WHAT THE EXERCISE ASKS
Return only the lines of the listing below that run from the line with "Target: eyeglasses" through the line with "Target: paper coffee cup", both ends included, exactly as written.

━━━━

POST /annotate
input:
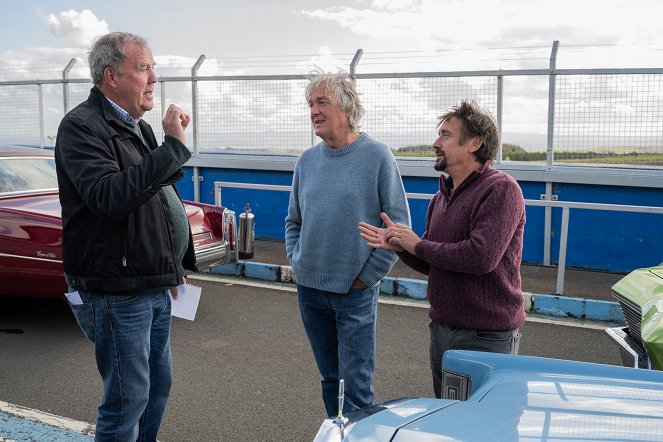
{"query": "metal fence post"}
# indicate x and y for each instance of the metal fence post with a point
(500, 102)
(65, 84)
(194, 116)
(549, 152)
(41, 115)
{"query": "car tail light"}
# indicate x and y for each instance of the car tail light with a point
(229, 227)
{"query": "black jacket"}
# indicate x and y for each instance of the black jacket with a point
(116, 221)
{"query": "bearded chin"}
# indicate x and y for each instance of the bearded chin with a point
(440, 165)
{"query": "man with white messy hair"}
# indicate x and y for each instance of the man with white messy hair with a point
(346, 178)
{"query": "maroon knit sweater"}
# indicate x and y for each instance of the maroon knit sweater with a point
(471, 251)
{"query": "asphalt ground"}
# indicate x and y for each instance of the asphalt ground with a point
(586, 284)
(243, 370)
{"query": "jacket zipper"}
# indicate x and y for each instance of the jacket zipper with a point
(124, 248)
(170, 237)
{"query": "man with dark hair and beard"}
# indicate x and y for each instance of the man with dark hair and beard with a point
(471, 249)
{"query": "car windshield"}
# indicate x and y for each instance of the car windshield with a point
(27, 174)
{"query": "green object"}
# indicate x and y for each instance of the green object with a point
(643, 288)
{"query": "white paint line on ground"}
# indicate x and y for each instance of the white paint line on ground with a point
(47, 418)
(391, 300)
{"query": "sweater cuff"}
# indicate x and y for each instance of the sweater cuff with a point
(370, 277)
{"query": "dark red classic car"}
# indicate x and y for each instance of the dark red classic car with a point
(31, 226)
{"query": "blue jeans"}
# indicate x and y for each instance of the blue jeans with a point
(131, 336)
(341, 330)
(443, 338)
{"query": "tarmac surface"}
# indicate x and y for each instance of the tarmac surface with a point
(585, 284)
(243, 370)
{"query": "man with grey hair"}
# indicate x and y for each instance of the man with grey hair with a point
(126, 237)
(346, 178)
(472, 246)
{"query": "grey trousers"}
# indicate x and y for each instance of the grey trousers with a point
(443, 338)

━━━━

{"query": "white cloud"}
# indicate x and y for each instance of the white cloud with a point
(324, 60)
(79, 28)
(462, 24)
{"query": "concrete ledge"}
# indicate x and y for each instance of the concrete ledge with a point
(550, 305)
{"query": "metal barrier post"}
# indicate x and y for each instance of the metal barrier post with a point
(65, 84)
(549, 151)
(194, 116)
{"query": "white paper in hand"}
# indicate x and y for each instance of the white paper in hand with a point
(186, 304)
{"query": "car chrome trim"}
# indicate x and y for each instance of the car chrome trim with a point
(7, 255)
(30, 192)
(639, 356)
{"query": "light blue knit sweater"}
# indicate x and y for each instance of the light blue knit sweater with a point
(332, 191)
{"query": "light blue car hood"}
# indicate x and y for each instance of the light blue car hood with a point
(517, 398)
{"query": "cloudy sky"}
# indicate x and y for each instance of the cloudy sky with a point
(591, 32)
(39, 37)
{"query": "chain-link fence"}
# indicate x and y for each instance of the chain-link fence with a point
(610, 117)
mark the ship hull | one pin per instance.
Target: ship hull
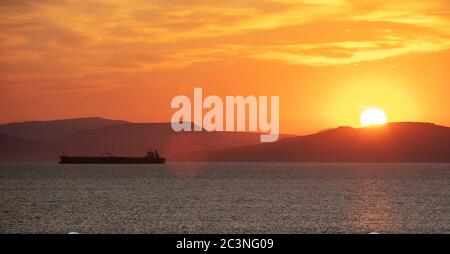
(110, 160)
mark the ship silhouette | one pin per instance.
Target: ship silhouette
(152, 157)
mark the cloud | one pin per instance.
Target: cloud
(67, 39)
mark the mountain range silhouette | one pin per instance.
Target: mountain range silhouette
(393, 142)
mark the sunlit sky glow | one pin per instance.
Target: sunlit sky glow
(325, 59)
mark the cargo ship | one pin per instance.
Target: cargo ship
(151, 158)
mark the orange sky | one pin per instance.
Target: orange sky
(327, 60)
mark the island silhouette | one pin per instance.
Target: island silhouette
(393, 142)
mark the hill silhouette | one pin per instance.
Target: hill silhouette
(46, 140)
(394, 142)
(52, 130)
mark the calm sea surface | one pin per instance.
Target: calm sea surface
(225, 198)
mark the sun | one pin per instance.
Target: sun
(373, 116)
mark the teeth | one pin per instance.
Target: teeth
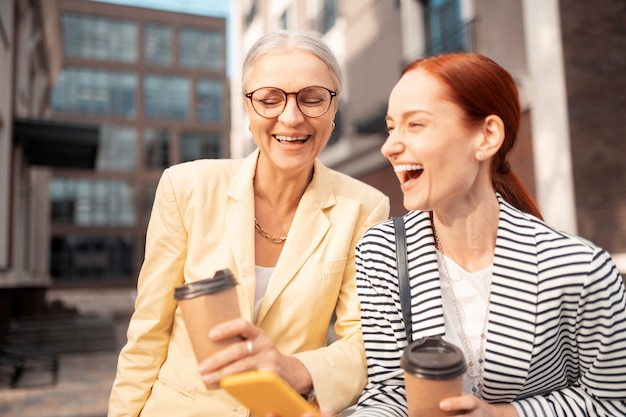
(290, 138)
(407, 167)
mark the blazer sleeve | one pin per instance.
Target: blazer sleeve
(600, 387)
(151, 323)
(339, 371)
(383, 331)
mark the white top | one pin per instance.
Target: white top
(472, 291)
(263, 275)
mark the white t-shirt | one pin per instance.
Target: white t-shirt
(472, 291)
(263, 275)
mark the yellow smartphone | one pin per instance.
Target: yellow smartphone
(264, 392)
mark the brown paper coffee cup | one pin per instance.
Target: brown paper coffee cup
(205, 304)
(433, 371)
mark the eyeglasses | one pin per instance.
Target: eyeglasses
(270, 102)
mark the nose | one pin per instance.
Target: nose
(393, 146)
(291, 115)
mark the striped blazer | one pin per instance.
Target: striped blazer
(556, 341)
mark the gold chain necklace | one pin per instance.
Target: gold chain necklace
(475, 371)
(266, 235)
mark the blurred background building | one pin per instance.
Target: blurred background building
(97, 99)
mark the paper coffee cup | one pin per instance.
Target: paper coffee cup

━━━━

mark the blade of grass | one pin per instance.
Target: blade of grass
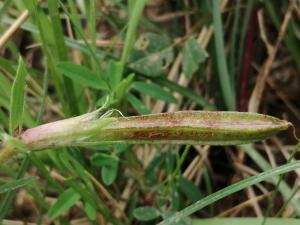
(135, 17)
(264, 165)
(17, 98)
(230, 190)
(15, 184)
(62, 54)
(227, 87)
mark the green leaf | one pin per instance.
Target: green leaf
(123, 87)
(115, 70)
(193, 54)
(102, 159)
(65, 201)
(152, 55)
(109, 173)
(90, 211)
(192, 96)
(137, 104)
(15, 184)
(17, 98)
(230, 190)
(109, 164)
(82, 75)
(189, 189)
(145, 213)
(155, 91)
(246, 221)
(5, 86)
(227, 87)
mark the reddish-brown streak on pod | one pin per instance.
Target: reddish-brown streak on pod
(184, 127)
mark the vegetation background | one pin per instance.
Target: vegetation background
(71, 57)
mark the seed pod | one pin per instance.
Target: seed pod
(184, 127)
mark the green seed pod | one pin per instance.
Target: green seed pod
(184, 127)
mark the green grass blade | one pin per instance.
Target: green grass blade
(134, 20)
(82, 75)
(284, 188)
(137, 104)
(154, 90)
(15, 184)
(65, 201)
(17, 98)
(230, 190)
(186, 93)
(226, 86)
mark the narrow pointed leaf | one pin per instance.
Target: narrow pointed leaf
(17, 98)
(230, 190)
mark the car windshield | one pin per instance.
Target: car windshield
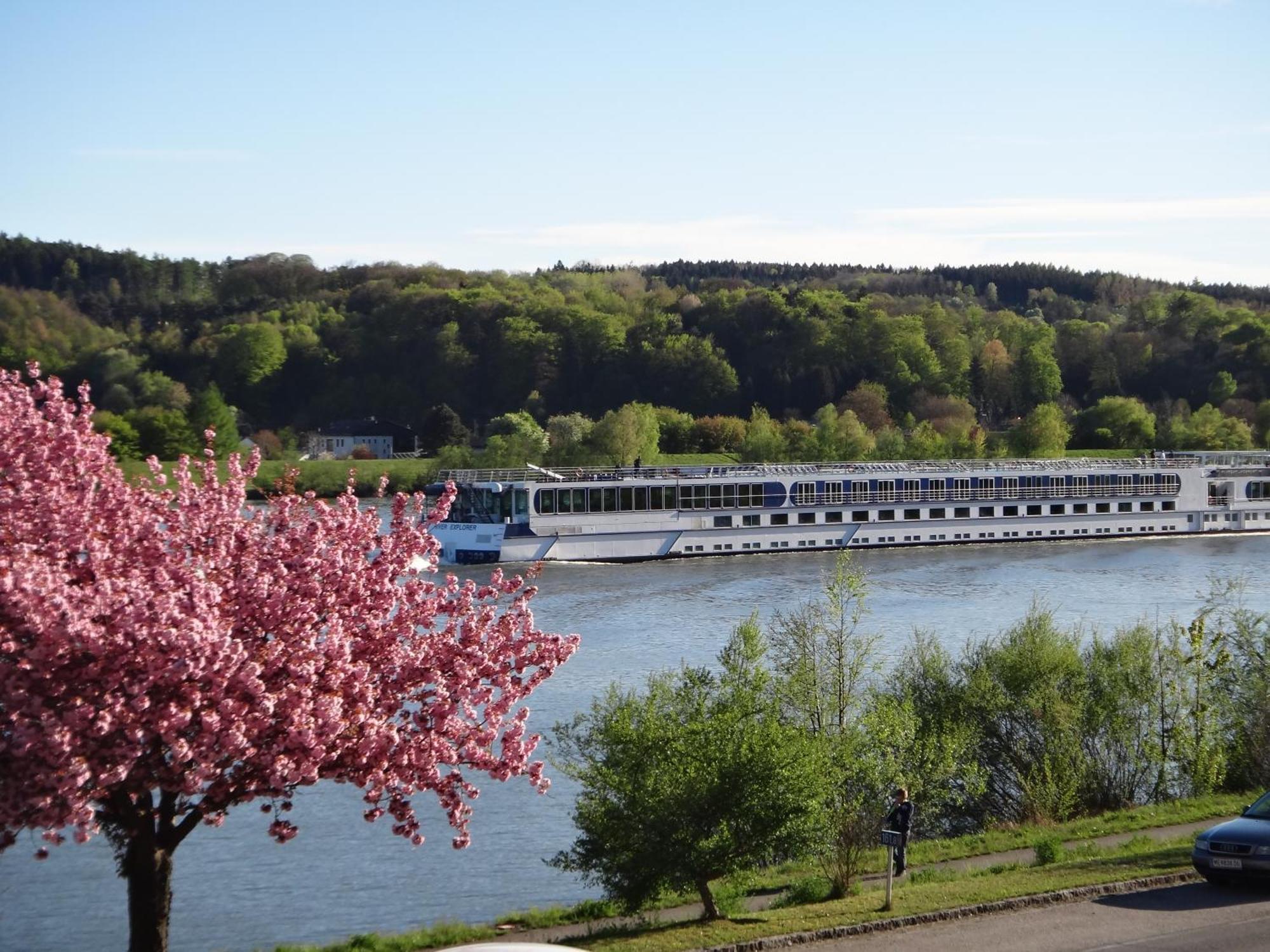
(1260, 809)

━━━━

ANSWER BOX
Target: eyeglasses
(270, 102)
mark the nose | one pin per instance.
Target: nose
(393, 146)
(291, 115)
mark the striped blazer | one pin per instance.
Target: striped blazer
(556, 341)
mark the gold chain necklace | one pin per instance.
Target: gold chain necklace
(475, 371)
(266, 235)
mark the blurred background building | one pin per instance.
Target: blurred background building
(97, 99)
mark the paper coffee cup | one pin per instance.
Target: paper coffee cup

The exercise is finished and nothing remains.